Point-per-instance localization data:
▬▬▬▬▬▬▬▬▬▬

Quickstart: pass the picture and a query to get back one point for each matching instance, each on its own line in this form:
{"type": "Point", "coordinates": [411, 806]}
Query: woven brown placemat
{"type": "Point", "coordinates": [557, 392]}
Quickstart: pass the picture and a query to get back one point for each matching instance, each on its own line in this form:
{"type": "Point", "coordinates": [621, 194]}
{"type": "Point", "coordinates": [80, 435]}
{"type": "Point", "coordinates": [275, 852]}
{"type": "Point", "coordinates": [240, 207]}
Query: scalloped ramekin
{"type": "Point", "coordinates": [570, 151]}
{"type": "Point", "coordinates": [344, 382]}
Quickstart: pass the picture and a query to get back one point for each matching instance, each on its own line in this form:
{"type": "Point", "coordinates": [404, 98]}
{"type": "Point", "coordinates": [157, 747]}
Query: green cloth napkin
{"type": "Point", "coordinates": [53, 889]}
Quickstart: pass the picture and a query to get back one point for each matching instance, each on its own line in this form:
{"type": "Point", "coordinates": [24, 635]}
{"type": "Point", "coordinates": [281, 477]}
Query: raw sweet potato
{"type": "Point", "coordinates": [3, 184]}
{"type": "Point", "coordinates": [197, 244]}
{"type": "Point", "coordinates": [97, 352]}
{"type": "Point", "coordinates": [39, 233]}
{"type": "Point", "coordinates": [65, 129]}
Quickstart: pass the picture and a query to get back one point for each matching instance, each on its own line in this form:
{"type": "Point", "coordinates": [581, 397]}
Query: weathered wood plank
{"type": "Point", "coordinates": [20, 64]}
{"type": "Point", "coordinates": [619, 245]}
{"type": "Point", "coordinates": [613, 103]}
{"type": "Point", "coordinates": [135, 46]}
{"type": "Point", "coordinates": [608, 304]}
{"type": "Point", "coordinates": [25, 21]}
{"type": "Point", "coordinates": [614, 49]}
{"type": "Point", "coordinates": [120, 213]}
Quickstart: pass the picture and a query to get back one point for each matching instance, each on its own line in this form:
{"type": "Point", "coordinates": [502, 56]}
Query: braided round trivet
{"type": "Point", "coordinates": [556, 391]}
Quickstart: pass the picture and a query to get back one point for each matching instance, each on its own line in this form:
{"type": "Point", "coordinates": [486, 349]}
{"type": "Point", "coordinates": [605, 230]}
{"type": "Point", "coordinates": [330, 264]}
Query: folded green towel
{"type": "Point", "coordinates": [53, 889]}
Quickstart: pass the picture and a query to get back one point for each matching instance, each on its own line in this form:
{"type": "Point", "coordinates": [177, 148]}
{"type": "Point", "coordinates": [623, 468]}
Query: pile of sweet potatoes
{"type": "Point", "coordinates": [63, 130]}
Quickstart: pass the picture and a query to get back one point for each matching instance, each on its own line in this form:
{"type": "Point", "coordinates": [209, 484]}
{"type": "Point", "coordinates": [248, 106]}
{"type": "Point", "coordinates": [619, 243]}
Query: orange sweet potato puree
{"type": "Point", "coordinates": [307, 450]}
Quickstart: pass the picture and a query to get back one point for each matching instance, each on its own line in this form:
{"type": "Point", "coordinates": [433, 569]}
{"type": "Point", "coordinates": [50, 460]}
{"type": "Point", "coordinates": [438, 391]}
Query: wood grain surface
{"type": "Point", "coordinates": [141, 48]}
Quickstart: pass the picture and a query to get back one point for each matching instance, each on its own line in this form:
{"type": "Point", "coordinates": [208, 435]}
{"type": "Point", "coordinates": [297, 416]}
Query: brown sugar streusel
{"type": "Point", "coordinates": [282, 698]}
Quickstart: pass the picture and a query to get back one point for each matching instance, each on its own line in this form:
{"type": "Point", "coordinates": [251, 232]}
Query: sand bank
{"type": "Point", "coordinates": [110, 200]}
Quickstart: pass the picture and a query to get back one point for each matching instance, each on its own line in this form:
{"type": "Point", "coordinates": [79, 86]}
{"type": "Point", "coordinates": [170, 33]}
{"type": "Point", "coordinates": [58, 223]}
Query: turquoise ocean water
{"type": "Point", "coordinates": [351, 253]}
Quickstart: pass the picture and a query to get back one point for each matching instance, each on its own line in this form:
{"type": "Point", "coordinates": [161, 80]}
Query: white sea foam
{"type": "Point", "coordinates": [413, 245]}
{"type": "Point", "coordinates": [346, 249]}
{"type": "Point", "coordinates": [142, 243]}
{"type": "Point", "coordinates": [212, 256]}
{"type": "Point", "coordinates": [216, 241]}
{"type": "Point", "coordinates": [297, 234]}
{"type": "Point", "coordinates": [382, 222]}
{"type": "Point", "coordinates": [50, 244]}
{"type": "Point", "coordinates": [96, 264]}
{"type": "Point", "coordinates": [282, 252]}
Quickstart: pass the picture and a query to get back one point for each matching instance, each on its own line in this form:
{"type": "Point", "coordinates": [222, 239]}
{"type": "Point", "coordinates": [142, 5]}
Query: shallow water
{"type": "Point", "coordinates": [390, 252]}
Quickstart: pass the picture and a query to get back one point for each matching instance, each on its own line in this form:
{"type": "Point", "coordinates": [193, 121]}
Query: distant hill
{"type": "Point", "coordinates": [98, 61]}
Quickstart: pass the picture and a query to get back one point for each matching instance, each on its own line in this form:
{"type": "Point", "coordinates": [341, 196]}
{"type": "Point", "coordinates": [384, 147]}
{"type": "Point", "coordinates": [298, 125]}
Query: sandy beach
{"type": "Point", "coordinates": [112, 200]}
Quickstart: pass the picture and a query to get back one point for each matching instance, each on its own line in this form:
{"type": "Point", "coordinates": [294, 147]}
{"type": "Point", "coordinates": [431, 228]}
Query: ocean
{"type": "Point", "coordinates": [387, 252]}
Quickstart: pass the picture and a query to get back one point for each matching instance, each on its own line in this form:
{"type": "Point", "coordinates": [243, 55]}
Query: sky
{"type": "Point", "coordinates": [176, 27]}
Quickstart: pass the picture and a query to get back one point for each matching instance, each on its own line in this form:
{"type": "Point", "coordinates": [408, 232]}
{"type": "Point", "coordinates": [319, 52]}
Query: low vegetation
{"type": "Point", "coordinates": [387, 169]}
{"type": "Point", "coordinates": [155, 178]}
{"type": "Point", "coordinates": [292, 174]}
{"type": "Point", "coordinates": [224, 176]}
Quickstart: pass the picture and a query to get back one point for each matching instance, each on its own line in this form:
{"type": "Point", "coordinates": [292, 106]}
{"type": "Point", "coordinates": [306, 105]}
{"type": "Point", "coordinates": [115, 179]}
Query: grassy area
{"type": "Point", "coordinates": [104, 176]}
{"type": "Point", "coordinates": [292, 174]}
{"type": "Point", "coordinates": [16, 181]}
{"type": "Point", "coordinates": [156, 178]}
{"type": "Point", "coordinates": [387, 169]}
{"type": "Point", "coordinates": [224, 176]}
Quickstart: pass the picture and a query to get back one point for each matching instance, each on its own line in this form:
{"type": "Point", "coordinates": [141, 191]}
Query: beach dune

▬▬▬▬▬▬▬▬▬▬

◆ TASK PROMPT:
Output the records above exactly as written.

◆ ANSWER BOX:
Quickstart: pass the picture and a query to get back one point for each matching instance, each on its own line in this form:
{"type": "Point", "coordinates": [411, 806]}
Query: woven brown placemat
{"type": "Point", "coordinates": [557, 392]}
Quickstart: pass the picture and a query to get back one point for each matching instance, each on its own line in this form:
{"type": "Point", "coordinates": [621, 194]}
{"type": "Point", "coordinates": [80, 435]}
{"type": "Point", "coordinates": [275, 852]}
{"type": "Point", "coordinates": [240, 207]}
Query: scalloped ramekin
{"type": "Point", "coordinates": [570, 151]}
{"type": "Point", "coordinates": [344, 382]}
Quickstart: pass the picture and a query to get back one point for each matching instance, each on its own line in this form:
{"type": "Point", "coordinates": [404, 98]}
{"type": "Point", "coordinates": [157, 747]}
Query: green cloth napkin
{"type": "Point", "coordinates": [53, 889]}
Quickstart: pass the picture and a query to get back one point for each matching instance, each on its own line in this form:
{"type": "Point", "coordinates": [24, 635]}
{"type": "Point", "coordinates": [281, 477]}
Query: raw sweet potato
{"type": "Point", "coordinates": [3, 184]}
{"type": "Point", "coordinates": [197, 244]}
{"type": "Point", "coordinates": [97, 352]}
{"type": "Point", "coordinates": [39, 233]}
{"type": "Point", "coordinates": [65, 129]}
Quickstart: pass the picture and a query to get back one point for each matching instance, each on its own line in this form:
{"type": "Point", "coordinates": [581, 397]}
Query: weathered wood plank
{"type": "Point", "coordinates": [20, 64]}
{"type": "Point", "coordinates": [619, 245]}
{"type": "Point", "coordinates": [613, 103]}
{"type": "Point", "coordinates": [135, 46]}
{"type": "Point", "coordinates": [608, 304]}
{"type": "Point", "coordinates": [25, 21]}
{"type": "Point", "coordinates": [614, 49]}
{"type": "Point", "coordinates": [120, 213]}
Quickstart: pass the picture and a query to get back one point for each matching instance, each on its own line in this form:
{"type": "Point", "coordinates": [502, 56]}
Query: braided round trivet
{"type": "Point", "coordinates": [556, 391]}
Quickstart: pass the picture and a query to get back one point for each matching instance, each on its own line in this form:
{"type": "Point", "coordinates": [486, 349]}
{"type": "Point", "coordinates": [605, 230]}
{"type": "Point", "coordinates": [330, 264]}
Query: folded green towel
{"type": "Point", "coordinates": [53, 889]}
Quickstart: pass the picture and a query to get back one point for each matching instance, each on its own line in this form:
{"type": "Point", "coordinates": [177, 148]}
{"type": "Point", "coordinates": [623, 468]}
Query: pile of sweet potatoes
{"type": "Point", "coordinates": [63, 130]}
Quickstart: pass the picture and a query to get back one point for each matching instance, each on its own line in this form:
{"type": "Point", "coordinates": [209, 484]}
{"type": "Point", "coordinates": [248, 106]}
{"type": "Point", "coordinates": [619, 243]}
Query: orange sweet potato puree
{"type": "Point", "coordinates": [307, 450]}
Quickstart: pass the picture and a query to get back one point for each matching instance, each on its own line in this form:
{"type": "Point", "coordinates": [433, 569]}
{"type": "Point", "coordinates": [50, 460]}
{"type": "Point", "coordinates": [438, 391]}
Query: wood grain surface
{"type": "Point", "coordinates": [141, 48]}
Quickstart: pass the picture and a query to get back one point for each matching instance, each on its own line in this form:
{"type": "Point", "coordinates": [208, 435]}
{"type": "Point", "coordinates": [297, 416]}
Query: brown sugar streusel
{"type": "Point", "coordinates": [282, 698]}
Quickstart: pass the picture and a query to get back one point for each matching instance, each on its own line in this form:
{"type": "Point", "coordinates": [251, 232]}
Query: sand bank
{"type": "Point", "coordinates": [110, 200]}
Quickstart: pass the picture and a query to get back one point for each matching instance, each on its own line in this form:
{"type": "Point", "coordinates": [79, 86]}
{"type": "Point", "coordinates": [170, 33]}
{"type": "Point", "coordinates": [58, 223]}
Query: turquoise ocean water
{"type": "Point", "coordinates": [351, 253]}
Quickstart: pass the picture and a query to get back one point for each matching instance, each on its own line in this form:
{"type": "Point", "coordinates": [161, 80]}
Query: white sea foam
{"type": "Point", "coordinates": [413, 245]}
{"type": "Point", "coordinates": [346, 249]}
{"type": "Point", "coordinates": [142, 243]}
{"type": "Point", "coordinates": [212, 256]}
{"type": "Point", "coordinates": [216, 241]}
{"type": "Point", "coordinates": [297, 234]}
{"type": "Point", "coordinates": [382, 222]}
{"type": "Point", "coordinates": [50, 244]}
{"type": "Point", "coordinates": [96, 264]}
{"type": "Point", "coordinates": [282, 252]}
Quickstart: pass the picture and a query to get back one point for each matching instance, each on its own line in this form:
{"type": "Point", "coordinates": [222, 239]}
{"type": "Point", "coordinates": [142, 5]}
Query: shallow water
{"type": "Point", "coordinates": [390, 252]}
Quickstart: pass the picture and a query to get back one point for each matching instance, each on its own line in this form:
{"type": "Point", "coordinates": [193, 121]}
Query: distant hill
{"type": "Point", "coordinates": [98, 61]}
Quickstart: pass the picture and a query to get back one point for each matching instance, each on its own line in this form:
{"type": "Point", "coordinates": [341, 196]}
{"type": "Point", "coordinates": [384, 147]}
{"type": "Point", "coordinates": [298, 125]}
Query: sandy beach
{"type": "Point", "coordinates": [112, 200]}
Quickstart: pass the picture and a query to get back one point for each matching instance, each on its own line in this form:
{"type": "Point", "coordinates": [294, 147]}
{"type": "Point", "coordinates": [431, 228]}
Query: ocean
{"type": "Point", "coordinates": [387, 252]}
Quickstart: pass the picture and a query to get back one point for each matching instance, each on its own line in this form:
{"type": "Point", "coordinates": [243, 55]}
Query: sky
{"type": "Point", "coordinates": [176, 27]}
Quickstart: pass the picture and a query to get back one point for each matching instance, each on its own line in this form:
{"type": "Point", "coordinates": [408, 232]}
{"type": "Point", "coordinates": [319, 52]}
Query: low vegetation
{"type": "Point", "coordinates": [387, 169]}
{"type": "Point", "coordinates": [155, 178]}
{"type": "Point", "coordinates": [292, 174]}
{"type": "Point", "coordinates": [224, 176]}
Quickstart: pass the picture and a query to get back one point for each matching instance, each on its own line in this form:
{"type": "Point", "coordinates": [292, 106]}
{"type": "Point", "coordinates": [306, 105]}
{"type": "Point", "coordinates": [115, 179]}
Query: grassy area
{"type": "Point", "coordinates": [104, 176]}
{"type": "Point", "coordinates": [292, 174]}
{"type": "Point", "coordinates": [16, 181]}
{"type": "Point", "coordinates": [156, 178]}
{"type": "Point", "coordinates": [387, 169]}
{"type": "Point", "coordinates": [224, 176]}
Quickstart: pass the picture and a query to get back one point for each matching instance, each on its own line in this form:
{"type": "Point", "coordinates": [141, 191]}
Query: beach dune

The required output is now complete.